Source extract
++++++++

Guess who didn't come home last night?

meowbunny

New Member
Yup, you guessed! So, yesterday went:

11:00 am -- Going to apartment to fill out paperwork; it should take a couple of hours. See you later.

3:30 pm -- We're all done with the paperwork. Today is roomie's mom's birthday and I'm going over there to celebrate. Hope that's not a problem (hung up before I could say boo! about it). I'll call you in a couple of hours.

9:30 pm -- Sorry I didn't call but when we got there it was a formal dinner and I didn't have time to call. I asked if she was spending the night there. She didn't know, it depended on her ride, etc. (She had planned to take a cab there previously but now it depended on a ride.) I hung up, saying the connection was bad.

Midnight -- I call her to see if she's coming home. Nope. She'll spend the night there. Me being me had to open my mouth and tell her I guess she didn't need me to do anything for her. Of course, she responded with she didn't understand what the problem was.

Let's see, you're moving out in a few days and can't spend even one evening with me. You couldn't bother getting up early on Easter morning so we could at least have breakfast together. You asked what I would like done on Tuesday while I was gone. I told you. Came home, nothing had been done. (I only gave her the first reason. Guess I can leave the rest for when she comes home.)

And I'm supposed to take her to garage sales, give her some of my things, buy things for her? Am I missing something here??? Am I being petty??????
 

Sondar

New Member
Gosh, all I can think of is how very center-of-the-universe most young people are. You are NOT being petty, but your daughter isn't able to do the give and take part of a "relationship" -- yet.

Good luck in these last days of the move. After it's all over and things settle down, I bet you will feel at peace with the quiet. This is a major life experience for you both.
 

Abbey

Spork Queen
One can hope that it was a situation where she partied with friends and didn't want to drive intoxicated. easy child son did this recently. Upset that he is not of legal age (18), but he had the sense to know he shouldn't drive. I'd rather have him spend the night.

Abbey
 

meowbunny

New Member
Nah, no drinking. Just didn't want to come home because I wasn't jumping up and down with joy. I hadn't said anything about how I felt but I wasn't acting enthused that she was going to the birthday party.

Sadly, the more I think about it, the less inclined I am to want to do a lot for her move. I really am tired of being treated like a second-rate human in my own home. But, if I don't help, I know I'll never hear from her unless she's really in trouble. This so stinks.
 

MrsMcNear46

New Member
I went thru about the same scenario with Sweet Betsy. I decided it was best to just leave it alone, follow thru with my end of the deal helping her gather what she needed to move out and go on with it. Just wasn't worth the battle.

Our relationship has evolved majorly in the last two years and she actually WANTS to spend her time with me when she can. Hope you have as much luck.

Blessings,

Mrs. McNear
 

janebrain

New Member
Hi MB,
I think she is acting pretty normal for someone her age (unless they've been out of the home for awhile). We really aren't on their radar unless they need something from us. She'll grow up--you have not lost her. The best thing you can do for her and yourself is to have your own life and not be centering your life on her. The more of your own interests you have the less you will find yourself focusing on her. I really think it is good she is moving out, you will have a better relationship that way.

++++++++

Supplied information
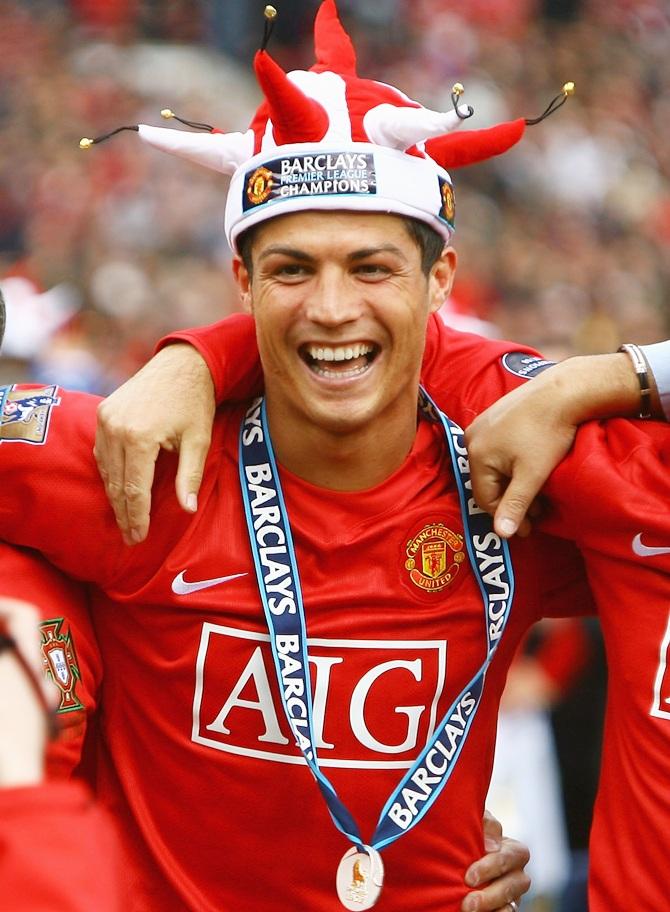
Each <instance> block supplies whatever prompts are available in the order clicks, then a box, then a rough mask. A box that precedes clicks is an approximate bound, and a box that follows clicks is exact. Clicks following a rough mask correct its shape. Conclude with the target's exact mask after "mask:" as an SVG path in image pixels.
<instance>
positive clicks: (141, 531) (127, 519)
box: [123, 442, 160, 544]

++++++++

Activity
Continue the forum thread about the daughter who stayed out overnight, starting right after its last sentence.

Answer box
Jane
 
I agree with what Jane said.

I think it is especially tough on you, because you guys were so close. I think that this is tough on her too, and perhaps this is the best way she knows to cope with it. The proverbial ripping the bandaid off all at once. Perhaps she is afraid of a confrontation or an argument if you two were to spend too much time together before the move? Perhaps she is afraid that it will be too hurtful for her.

I am just playing devil's advocate here. Trying to see things from her side. I know you are hurting. And I am not trying to take that away from you.

I think that when things simmer down, you two can reconnect on a different level. I certainly hope that is the case.

Thinking of you.
 

Star*

call 911........call 911
Bunny -

Today I had a meeting at the foster parent providers. There would be me, Dude, Foster Dad and the director. It's a one month check up. Okay so I should NOT have seen him in one month - but we all know I have. Court - 4 minutes for Easter. One day he just stopped in to see the dogs.

And normally I don't care if it was yesterday - I am happy to see him. Puppy in the pet shop window happy. But today something said - Don't be a puppy. Be a person. Huge difference.

So I got in and said "hey" and I was basically ignored. So I sat down and ignored back - I got "Hey Momma" and a hug. (okay a hug)

Then we talked, I didn't add too much into what had already been said - and then we were done and I said "See ya all later." and walked out. I wanted SO VERY badly to stand there and chat and hug - and laugh. But I didn't. And - to my surprise - Dude came running down the hall and said "Hey - Mooooooooommie...." and we stood and talked a minute and then I said "I have to go" (I didn't really) and he started talking more...did I have time to this, that?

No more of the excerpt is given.